Problem -> Reproduce word for word the stretch of the blog excerpt below from "September 25, 2006" through "different historical sites.".

Page excerpt ->
——

Often products remain constant but packaging comes in and out of fashion. Go into 7-11 and look at the new array of plastic bottles. Often the products inside are very standard (or a combination of two different things such as snickers bars and milk—ick) but the bottles now come in all shapes and sizes, limited only by the challenge of loading the bottles on a pallet and getting them into a truck (a tougher task than getting them to stay upright on store shelves).
Okay, now I am off subject. I think. Work is a calling.
Normal Tong Shui

New Tong Shui

Posted by jb at 11:24 PM | Comments (0)
September 25, 2006
Opening the Wedding Store
I live in an apartment above a block of wedding stores. Another one has just opened today. There is a big banquet table set in the hallway at the btoom of my building. Some professional store opening ceremony providers are banging away spastically on drums just below the office window. It is impossible to work. All told, I'd rather be trapped back at college trying to sleep through the 30th rendition of "Life is a Highway" played in the gerden wedding reception area just outside the dorm.
Posted by jb at 11:21 PM | Comments (0)
Thailand Stuff
Back from Thailand. Spent Friday night/ Saturday morning in Bangkok and then took the train up to Ayuthaya where I rented a scooter and spent Saturday visiting different historical sites.
I had a hard time finding anyone who would rent out a scooter/ motorcycle in Bangkok-- the guest house proprietor looked at me like I was nuts when I asked
Spent Saturday night in a guest house on the small river that runs around the old city and then went back to Bangkok this morning, in time to walk through just the smallest fraction of the Chatuchak Weekend Market and Lumpini park, where I watched several aerobics instructors-- each with their own stage and pounding music-- lead 100 to 200 people at a time in hand waving foot stompin' exercise. This seems to be a big thing in Thailand-- I saw a similar jazzercise crowd in Aruthaya.
The jazzercise crowd in Aruthaya bopped around in an enclosed parking lot in front of the main municipal building. Someone had built an ornate fence between the parking lot and the sidewalk (the sidewalks were all shoulder-width or less in Aruthaya and parts of Bangkok) and a big stage with a huge photo of the king pushed its way out into the street from the fence. At ten meters in height (my guess) it was not the largest photo that I saw.
Photos and portraits of the king and his wife were everywhere in Thailand. Just about every shop had a photo. At the same time, the photos did not lend themselves to a ‘cult of personality’ feeling. Maybe that was because I don’t read Thai.
The coup was not really noticeable (at least for someone who does not read Thai since the papers went on about it). Thailand seems to be an effective mix between a democracy and a monarchy (the King does not have much formal power but a great deal of informal or symbolic power) and it looks like the military deposed the prime minister with the approval of the king. The more civic minded (maybe 5 out of every hundred people that I saw) wore bright yellow shirts with embroidered chest patches in support of the King. It's a given, though, since the King seems to be really popular. The Thai Baht didn't even swing that much (a few Baht against the dollar, nothing against the Singapore dollar) while I was there.

——

Given data ->
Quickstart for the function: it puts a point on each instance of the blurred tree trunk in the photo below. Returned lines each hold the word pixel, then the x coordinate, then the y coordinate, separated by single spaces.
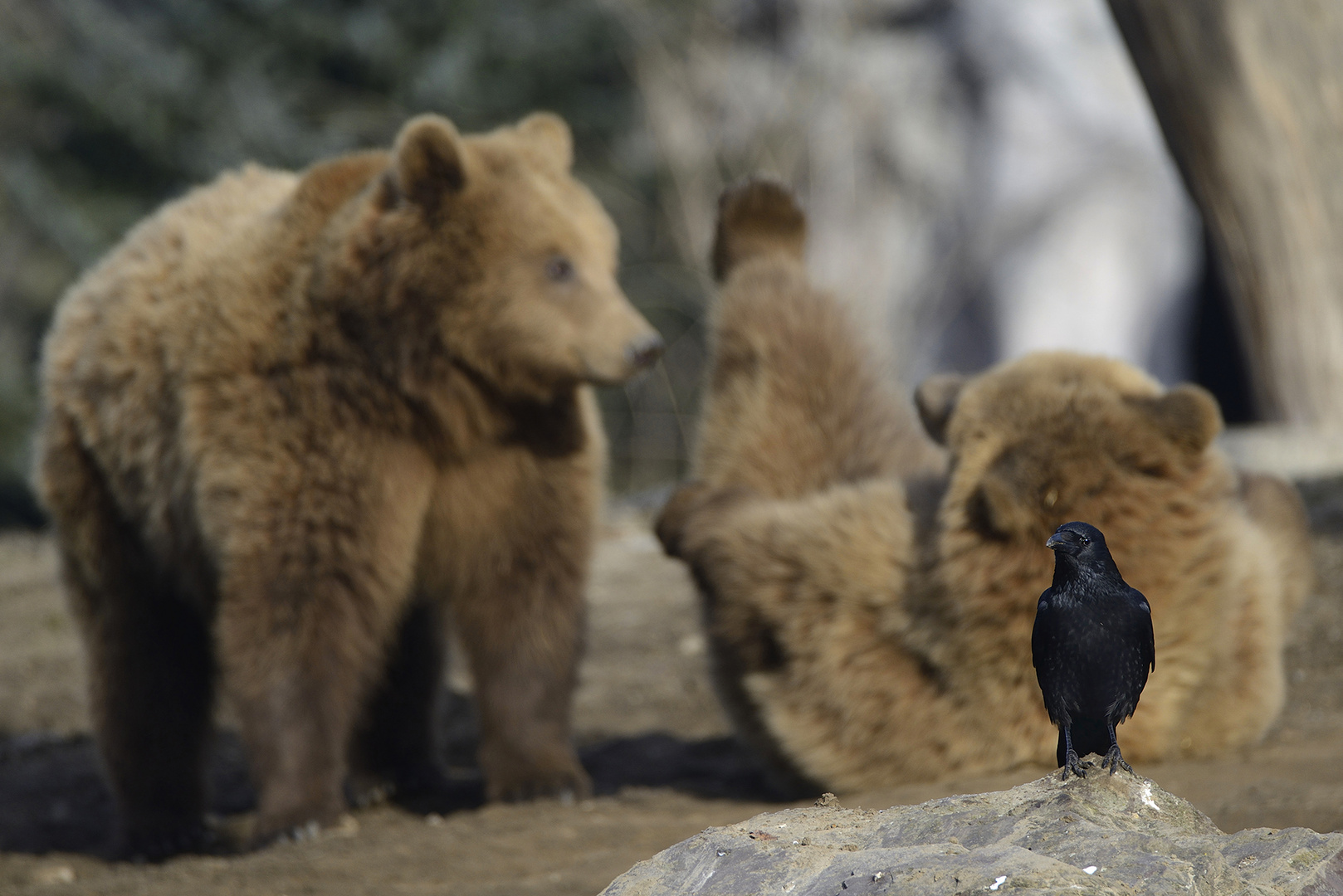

——

Output ->
September 25, 2006
Opening the Wedding Store
I live in an apartment above a block of wedding stores. Another one has just opened today. There is a big banquet table set in the hallway at the btoom of my building. Some professional store opening ceremony providers are banging away spastically on drums just below the office window. It is impossible to work. All told, I'd rather be trapped back at college trying to sleep through the 30th rendition of "Life is a Highway" played in the gerden wedding reception area just outside the dorm.
Posted by jb at 11:21 PM | Comments (0)
Thailand Stuff
Back from Thailand. Spent Friday night/ Saturday morning in Bangkok and then took the train up to Ayuthaya where I rented a scooter and spent Saturday visiting different historical sites.